Le domande che pone Massimo mi sembrano fondamentali ma allo stesso tempo non so se ci siano risposte accettabili.
1. Il male di vivere di Teseo è, sotto molti punti di vista, irreversibile. Così almeno sembra tratteggiato, descritto e chiarito dai pensieri, i gesti e le discese. C’è un intento preciso, secondo me, ma qui dovrebbe, se vuole, chiarire meglio Andrea Di Consoli.
In generale, mi trovo in difficoltà a rispondere perchè la ‘depressione’ e tutte le ‘fatiche’ di vivere in generale sono complesse, poliformi e spesso anche soggettive. Teseo è un uomo solo, che non può e non vuole contare su nessuno per cui, di certo, gli manca la possibilità di appoggiarsi a qualcuno, di farsi aiutare anche se, verso la fine, sembra che qualcosa anzi, qualcuno ‘si muova’ verso di lui. Ma è comunque una condizione dura, intransigenza. Dove il protagonista vive in mezzo alla gente ma non la ‘sente’. Cerca corpi per soddisfare un istinti che termina lì. Dove c’è tedio, noia e rassegnazione. Ma anche tanta, tanta rabbia.
Per combattere una condizione del genere ci vuole – forse – e lo scrivo da profana, almeno una ‘scintilla’.

Dati forniti:
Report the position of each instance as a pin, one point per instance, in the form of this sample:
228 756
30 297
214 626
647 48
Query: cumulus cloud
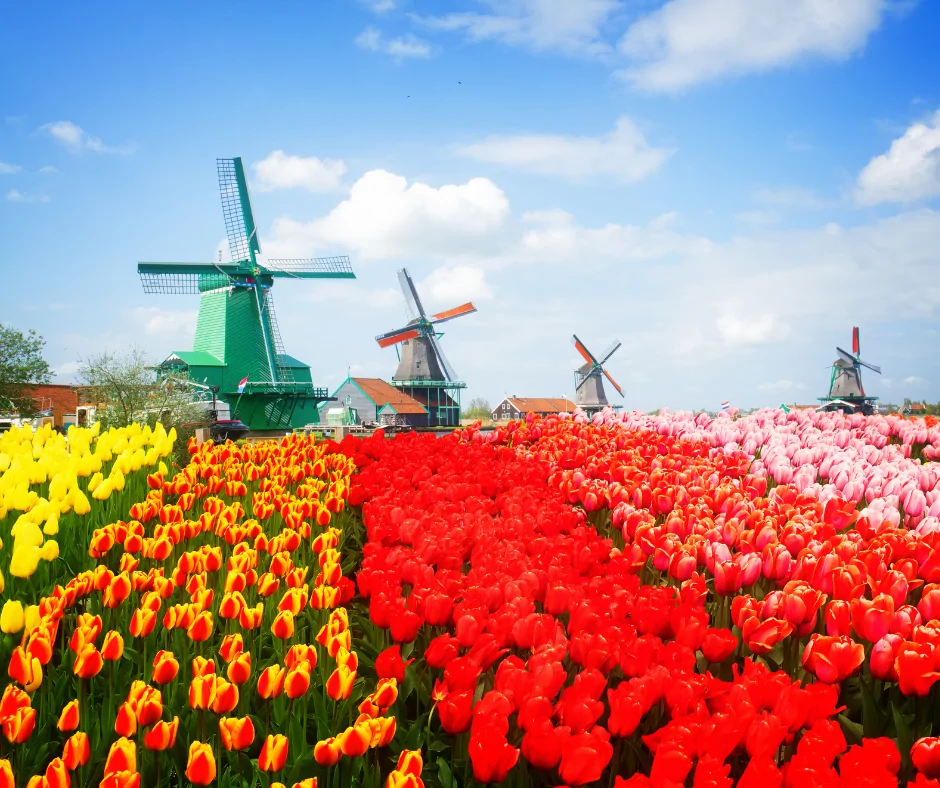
688 42
400 47
790 197
909 171
76 139
624 153
447 287
281 171
163 322
387 218
15 195
570 28
780 385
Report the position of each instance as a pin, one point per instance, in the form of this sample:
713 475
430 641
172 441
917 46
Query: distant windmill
845 385
237 345
423 371
590 395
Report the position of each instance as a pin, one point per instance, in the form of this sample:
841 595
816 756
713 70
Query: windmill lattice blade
613 383
614 347
457 311
584 380
311 267
184 278
415 308
585 353
387 340
448 369
236 210
845 355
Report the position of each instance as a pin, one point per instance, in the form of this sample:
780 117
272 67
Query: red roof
382 393
55 396
542 404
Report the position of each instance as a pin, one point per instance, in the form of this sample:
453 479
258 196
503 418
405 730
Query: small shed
519 407
374 400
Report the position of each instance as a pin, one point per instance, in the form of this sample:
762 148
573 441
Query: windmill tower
238 345
423 371
590 394
845 385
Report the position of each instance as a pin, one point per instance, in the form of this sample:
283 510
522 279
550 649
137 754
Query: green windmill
238 346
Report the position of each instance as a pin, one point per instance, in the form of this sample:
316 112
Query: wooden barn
518 407
380 402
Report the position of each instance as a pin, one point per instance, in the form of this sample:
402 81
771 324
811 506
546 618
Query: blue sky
726 186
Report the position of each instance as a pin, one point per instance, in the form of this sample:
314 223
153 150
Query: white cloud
687 42
400 47
758 218
780 385
15 195
386 218
623 153
164 322
280 171
798 143
565 26
909 171
76 139
752 330
450 287
790 197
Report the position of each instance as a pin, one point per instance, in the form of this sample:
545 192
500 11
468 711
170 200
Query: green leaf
903 732
872 721
852 730
445 775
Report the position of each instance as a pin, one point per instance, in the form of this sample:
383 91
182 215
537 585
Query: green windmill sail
238 345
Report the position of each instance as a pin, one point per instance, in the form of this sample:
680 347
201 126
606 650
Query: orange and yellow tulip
112 649
122 757
237 734
68 719
77 751
88 663
162 736
273 753
200 766
165 667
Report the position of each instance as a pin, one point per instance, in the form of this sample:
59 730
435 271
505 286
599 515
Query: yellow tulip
117 479
51 528
50 550
33 617
25 533
80 502
12 617
24 561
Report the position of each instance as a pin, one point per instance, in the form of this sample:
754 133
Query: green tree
127 390
21 367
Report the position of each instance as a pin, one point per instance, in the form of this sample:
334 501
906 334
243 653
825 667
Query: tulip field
628 601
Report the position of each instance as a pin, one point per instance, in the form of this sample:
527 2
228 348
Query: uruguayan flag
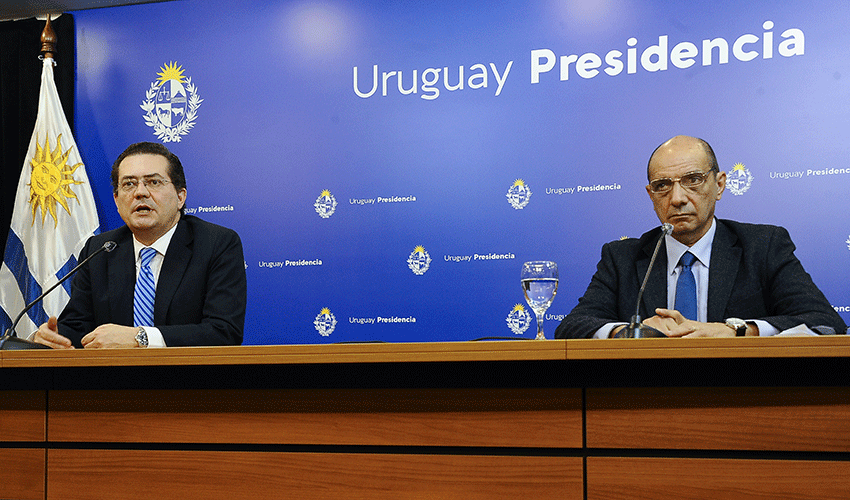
54 214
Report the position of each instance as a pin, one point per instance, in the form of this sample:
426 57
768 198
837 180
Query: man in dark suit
744 278
198 287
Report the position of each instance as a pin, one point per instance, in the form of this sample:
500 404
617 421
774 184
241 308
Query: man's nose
142 191
678 195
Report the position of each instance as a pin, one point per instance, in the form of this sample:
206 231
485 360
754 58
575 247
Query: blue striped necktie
686 288
145 290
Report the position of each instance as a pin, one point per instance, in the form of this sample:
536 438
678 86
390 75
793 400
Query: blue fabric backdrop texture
390 165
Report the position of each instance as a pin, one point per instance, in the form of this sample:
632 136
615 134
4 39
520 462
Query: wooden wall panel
396 417
210 475
713 479
23 473
775 418
22 415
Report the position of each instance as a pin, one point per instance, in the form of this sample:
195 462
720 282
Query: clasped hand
671 323
103 337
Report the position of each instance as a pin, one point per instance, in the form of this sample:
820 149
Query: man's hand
110 336
48 334
673 324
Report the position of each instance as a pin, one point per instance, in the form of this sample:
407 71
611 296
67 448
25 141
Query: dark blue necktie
145 290
686 288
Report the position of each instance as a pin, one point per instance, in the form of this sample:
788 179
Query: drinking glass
540 283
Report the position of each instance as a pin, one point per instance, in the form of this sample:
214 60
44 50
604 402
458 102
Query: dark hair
175 168
712 159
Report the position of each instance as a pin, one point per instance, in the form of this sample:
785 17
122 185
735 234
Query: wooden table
645 418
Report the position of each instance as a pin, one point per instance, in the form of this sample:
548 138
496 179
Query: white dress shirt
161 245
702 251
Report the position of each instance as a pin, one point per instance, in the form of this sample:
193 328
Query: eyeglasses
151 184
690 181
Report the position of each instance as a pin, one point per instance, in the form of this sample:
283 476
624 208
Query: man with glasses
173 280
712 277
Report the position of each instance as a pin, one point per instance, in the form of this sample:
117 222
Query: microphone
635 330
10 340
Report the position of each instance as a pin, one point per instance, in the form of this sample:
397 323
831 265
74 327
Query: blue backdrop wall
390 165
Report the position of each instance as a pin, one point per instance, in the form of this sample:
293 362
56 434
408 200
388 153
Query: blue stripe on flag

Compiti:
1. Riporta parola per parola il passo del commento su Teseo, cominciando da "In generale, mi" e finendo con "almeno una ‘scintilla’.".
2. Riprendi il commento sul male di vivere di Teseo dal punto in cui si interrompe.

Risultati dell'esercizio:
1.
In generale, mi trovo in difficoltà a rispondere perchè la ‘depressione’ e tutte le ‘fatiche’ di vivere in generale sono complesse, poliformi e spesso anche soggettive. Teseo è un uomo solo, che non può e non vuole contare su nessuno per cui, di certo, gli manca la possibilità di appoggiarsi a qualcuno, di farsi aiutare anche se, verso la fine, sembra che qualcosa anzi, qualcuno ‘si muova’ verso di lui. Ma è comunque una condizione dura, intransigenza. Dove il protagonista vive in mezzo alla gente ma non la ‘sente’. Cerca corpi per soddisfare un istinti che termina lì. Dove c’è tedio, noia e rassegnazione. Ma anche tanta, tanta rabbia.
Per combattere una condizione del genere ci vuole – forse – e lo scrivo da profana, almeno una ‘scintilla’.

2.
2. Per quanto riguarda il presunto ‘tradimento’ da subito l’ho percepito come una sorta di ‘rabbia cieca’, uno di quei rancori capaci di seguire fino alla tomba ma che poi, a volerci ragionare con calma, perdono alcune radici fondamentali. In breve, non vedo tradimento se una donna, madre, va a letto con un uomo che è anche amico del figlio. Il fattore età non costituisce elemento di tradimento. Neanche i legami di parentela e amicizia, secondo me. Credo che sia proprio Teseo a volere così, ad alimentare questo sentimento rabbioso, distruttivo che gli ha portato via la madre anzitempo e l’amico.
Mi permetto un’annotazione personale: è molto – forse troppo – facile etichettare certi romanzi come ‘difficili’ in modo da poterli ‘evitare’ perchè, appunto, tanto è così.
‘La curva della notte’ ma anche ‘La mossa del matto affogato’ (di cui si è discusso nei giorni scorsi e ahimé non ho potuto intervenire) sono appunto due romanzi ‘difficili’. Nel senso che non basta leggerli come si sorseggerebbe una granita (considerando la stagione).
E non è sempre o solo una questione di ‘simboli’.
Si, anche, ma non solo.
Nel romanzo di Di Consoli si presenta un personaggio, sotto molti punti di vista ‘forte’, che sembra riassumere molti atteggiamenti distruttivi, negativi, condannabili, pericolosi, contradditori, spregevoli. Sembra.
La mia domanda allora é:
Siamo davvero sicuri che Teseo sia ‘solo’ uno da curare? Un matto o, ad ogni modo, qualcuno talmente fragile da essere caduto con la faccia nella melma?
Siamo davvero sicuro che Teseo è così lontano da ciò che siamo (come individui ma anche parti di questa società moderna tra tecnologie inarrestabili, corse, confusione e sentimenti sempre meno ascoltati)?
IO NO. ANZI.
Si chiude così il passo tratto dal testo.